= Source text =
=== Begin Enclosure ===

Islamic World Heritage Day: ICESCO calls for Precautions to Reopen Museums and Heritage Sites
25 September 2020
The Islamic World Educational, Scientific, and Cultural Organization (ICESCO) is delighted to celebrate the Islamic World Heritage Day and expresses its wishes for this day to be an occasion to consolidate the importance of human heritage in nations’ memories.
The celebration of this day is the culmination of ICESCO’s ardent interest in heritage. The Organization was the one to propose celebrating the Islamic World Heritage Day, which was approved by the 11th Islamic Conference of Culture Ministers, held in Tunis on 17 December 2020.
This day has become an annual opportunity to show the world at large the richness and diversity of the cultural heritage of the Islamic world countries. It is also an opportunity to highlight the remarkable efforts exerted to maintain and preserve this heritage.
The exceptional circumstances of the COVID-19 pandemic forced more than half the world’s population to stay at home and led to the closure of most heritage sites, historic landmarks, and museums for more than six months.

=== End Enclosure ===

= Information =
=== Begin Enclosure ===

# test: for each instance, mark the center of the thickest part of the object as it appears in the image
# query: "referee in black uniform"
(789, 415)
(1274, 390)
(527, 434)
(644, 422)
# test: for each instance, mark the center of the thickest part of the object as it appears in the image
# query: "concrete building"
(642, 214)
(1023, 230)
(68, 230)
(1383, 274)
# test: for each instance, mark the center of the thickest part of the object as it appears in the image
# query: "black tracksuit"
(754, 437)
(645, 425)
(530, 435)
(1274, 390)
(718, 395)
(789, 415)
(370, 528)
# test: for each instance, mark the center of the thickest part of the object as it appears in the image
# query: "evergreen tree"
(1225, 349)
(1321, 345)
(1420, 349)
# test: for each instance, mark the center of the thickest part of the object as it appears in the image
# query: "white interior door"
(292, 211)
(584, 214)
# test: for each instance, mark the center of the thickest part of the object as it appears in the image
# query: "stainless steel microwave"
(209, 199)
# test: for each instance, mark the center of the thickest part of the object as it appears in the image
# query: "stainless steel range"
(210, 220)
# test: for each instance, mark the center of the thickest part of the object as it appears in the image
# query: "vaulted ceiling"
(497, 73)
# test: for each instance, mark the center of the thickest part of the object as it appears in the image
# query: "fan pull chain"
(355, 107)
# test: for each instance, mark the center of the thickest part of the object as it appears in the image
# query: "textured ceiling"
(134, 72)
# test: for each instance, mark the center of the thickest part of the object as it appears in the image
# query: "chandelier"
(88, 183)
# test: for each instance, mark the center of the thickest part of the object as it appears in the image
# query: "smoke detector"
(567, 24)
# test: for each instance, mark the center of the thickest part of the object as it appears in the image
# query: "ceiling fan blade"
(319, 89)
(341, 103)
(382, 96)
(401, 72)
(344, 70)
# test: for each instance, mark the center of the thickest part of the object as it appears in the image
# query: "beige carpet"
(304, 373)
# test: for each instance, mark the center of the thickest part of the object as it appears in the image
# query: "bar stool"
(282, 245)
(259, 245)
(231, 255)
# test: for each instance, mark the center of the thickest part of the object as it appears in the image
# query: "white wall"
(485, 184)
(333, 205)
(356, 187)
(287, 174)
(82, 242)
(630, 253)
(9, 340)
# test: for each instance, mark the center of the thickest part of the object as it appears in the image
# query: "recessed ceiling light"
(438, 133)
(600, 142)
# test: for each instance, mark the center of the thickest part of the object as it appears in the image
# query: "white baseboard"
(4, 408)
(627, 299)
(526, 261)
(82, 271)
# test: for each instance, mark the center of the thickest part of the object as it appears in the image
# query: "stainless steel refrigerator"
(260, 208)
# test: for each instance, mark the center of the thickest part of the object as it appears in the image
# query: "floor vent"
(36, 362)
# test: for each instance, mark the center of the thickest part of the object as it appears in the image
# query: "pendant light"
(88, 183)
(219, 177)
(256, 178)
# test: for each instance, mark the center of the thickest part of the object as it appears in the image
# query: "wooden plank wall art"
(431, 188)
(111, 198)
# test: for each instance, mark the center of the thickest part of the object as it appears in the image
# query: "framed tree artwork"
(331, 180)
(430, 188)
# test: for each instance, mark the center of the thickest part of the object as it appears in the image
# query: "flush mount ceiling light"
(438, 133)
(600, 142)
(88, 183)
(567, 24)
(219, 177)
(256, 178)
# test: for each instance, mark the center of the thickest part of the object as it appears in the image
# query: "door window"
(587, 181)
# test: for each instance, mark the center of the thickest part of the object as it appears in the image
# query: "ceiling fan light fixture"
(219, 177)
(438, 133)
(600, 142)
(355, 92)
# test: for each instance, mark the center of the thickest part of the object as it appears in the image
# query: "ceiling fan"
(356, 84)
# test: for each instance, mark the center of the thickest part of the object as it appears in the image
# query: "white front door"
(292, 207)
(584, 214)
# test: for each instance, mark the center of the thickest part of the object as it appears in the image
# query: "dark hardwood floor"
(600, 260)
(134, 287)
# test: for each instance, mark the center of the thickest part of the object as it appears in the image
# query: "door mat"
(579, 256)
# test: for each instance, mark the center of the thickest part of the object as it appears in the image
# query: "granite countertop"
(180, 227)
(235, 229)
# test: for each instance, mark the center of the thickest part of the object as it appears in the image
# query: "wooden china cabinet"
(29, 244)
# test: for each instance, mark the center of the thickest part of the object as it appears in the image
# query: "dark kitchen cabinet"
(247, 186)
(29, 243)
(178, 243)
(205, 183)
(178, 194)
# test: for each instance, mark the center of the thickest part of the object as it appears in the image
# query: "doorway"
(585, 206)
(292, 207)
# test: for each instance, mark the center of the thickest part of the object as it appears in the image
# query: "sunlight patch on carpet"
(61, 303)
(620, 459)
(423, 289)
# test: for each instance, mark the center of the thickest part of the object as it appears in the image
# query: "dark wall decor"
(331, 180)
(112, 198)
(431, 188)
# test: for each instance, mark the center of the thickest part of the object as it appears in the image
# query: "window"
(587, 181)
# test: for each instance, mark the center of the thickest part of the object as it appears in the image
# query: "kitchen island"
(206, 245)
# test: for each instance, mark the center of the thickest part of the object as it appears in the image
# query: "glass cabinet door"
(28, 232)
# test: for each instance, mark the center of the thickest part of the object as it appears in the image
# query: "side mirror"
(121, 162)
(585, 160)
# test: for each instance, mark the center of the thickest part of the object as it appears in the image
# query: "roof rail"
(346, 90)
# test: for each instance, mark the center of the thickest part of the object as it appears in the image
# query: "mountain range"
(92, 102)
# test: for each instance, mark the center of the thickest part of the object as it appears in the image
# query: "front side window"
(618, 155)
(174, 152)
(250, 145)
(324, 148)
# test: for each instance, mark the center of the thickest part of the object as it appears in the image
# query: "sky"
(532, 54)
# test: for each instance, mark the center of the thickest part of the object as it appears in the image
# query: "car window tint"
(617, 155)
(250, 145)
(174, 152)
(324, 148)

=== End Enclosure ===

= Instructions for the task =
Reproduce word for word the part of the Islamic World Heritage Day text that starts at "Islamic World Heritage Day: ICESCO" and ends after "in nations’ memories.". The material has no connection to the Islamic World Heritage Day text.

= Reply to the task =
Islamic World Heritage Day: ICESCO calls for Precautions to Reopen Museums and Heritage Sites
25 September 2020
The Islamic World Educational, Scientific, and Cultural Organization (ICESCO) is delighted to celebrate the Islamic World Heritage Day and expresses its wishes for this day to be an occasion to consolidate the importance of human heritage in nations’ memories.